-- Begin EXERCISE DATA --
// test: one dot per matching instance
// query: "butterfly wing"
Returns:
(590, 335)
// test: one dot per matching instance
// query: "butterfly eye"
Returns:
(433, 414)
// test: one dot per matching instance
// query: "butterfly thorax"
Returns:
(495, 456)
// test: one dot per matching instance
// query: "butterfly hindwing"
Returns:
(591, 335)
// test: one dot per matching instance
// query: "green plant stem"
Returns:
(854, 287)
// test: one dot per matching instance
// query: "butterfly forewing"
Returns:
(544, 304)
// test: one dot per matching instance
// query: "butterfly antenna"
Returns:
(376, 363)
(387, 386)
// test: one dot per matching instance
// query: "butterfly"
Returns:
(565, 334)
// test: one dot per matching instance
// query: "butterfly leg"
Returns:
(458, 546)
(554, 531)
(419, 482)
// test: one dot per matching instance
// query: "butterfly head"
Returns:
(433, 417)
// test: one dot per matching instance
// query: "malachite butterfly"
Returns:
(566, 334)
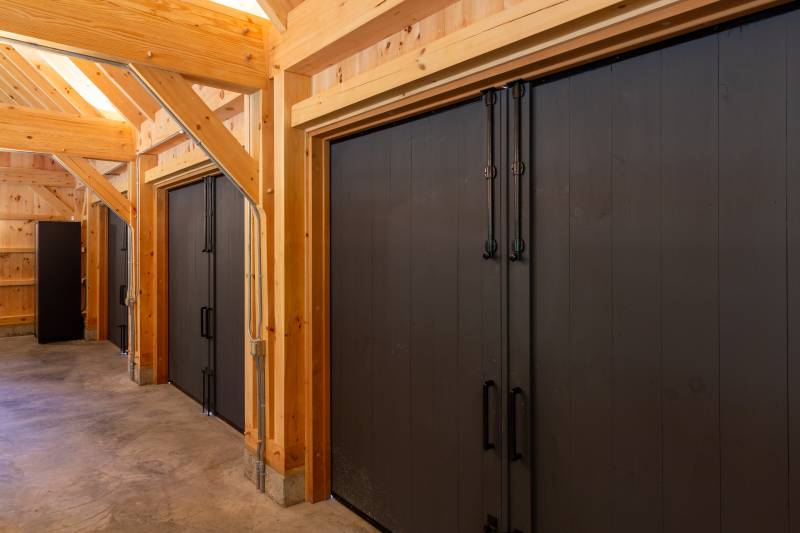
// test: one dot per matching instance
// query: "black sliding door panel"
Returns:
(117, 280)
(517, 391)
(415, 331)
(58, 281)
(793, 255)
(665, 200)
(228, 315)
(689, 288)
(189, 287)
(752, 276)
(550, 255)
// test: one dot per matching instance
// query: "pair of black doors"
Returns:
(643, 349)
(206, 296)
(117, 251)
(430, 320)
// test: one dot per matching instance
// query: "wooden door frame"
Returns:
(631, 35)
(161, 190)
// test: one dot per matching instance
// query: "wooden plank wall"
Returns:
(20, 207)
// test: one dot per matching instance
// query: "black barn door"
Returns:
(416, 341)
(228, 323)
(117, 280)
(666, 243)
(206, 306)
(189, 290)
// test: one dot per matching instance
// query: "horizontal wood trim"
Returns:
(598, 37)
(31, 216)
(15, 320)
(35, 130)
(197, 38)
(83, 170)
(321, 32)
(35, 176)
(16, 282)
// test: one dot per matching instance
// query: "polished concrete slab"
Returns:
(82, 448)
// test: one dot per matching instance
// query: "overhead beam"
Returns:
(528, 40)
(277, 11)
(201, 124)
(487, 36)
(35, 130)
(321, 33)
(13, 71)
(54, 79)
(199, 39)
(36, 77)
(35, 176)
(131, 87)
(85, 172)
(118, 99)
(53, 200)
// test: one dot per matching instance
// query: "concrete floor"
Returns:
(82, 448)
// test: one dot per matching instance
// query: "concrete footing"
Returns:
(139, 375)
(285, 490)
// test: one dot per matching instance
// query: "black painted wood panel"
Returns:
(117, 257)
(793, 259)
(189, 287)
(228, 317)
(58, 281)
(689, 289)
(752, 276)
(414, 325)
(673, 287)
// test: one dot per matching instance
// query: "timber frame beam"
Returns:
(35, 130)
(85, 172)
(204, 41)
(321, 32)
(35, 176)
(530, 39)
(201, 124)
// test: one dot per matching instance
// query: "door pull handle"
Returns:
(487, 443)
(513, 452)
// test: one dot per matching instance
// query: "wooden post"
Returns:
(145, 231)
(96, 273)
(286, 448)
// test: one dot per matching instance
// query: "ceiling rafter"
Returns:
(130, 86)
(35, 130)
(206, 42)
(60, 84)
(52, 199)
(56, 100)
(118, 98)
(204, 127)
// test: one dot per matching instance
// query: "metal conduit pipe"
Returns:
(129, 298)
(257, 344)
-- End EXERCISE DATA --
*EXERCISE:* Report how many lines of the listing above contain the string "butterfly", treating case as significant. Give only the number.

*SOLUTION FOR THIS TASK:* 10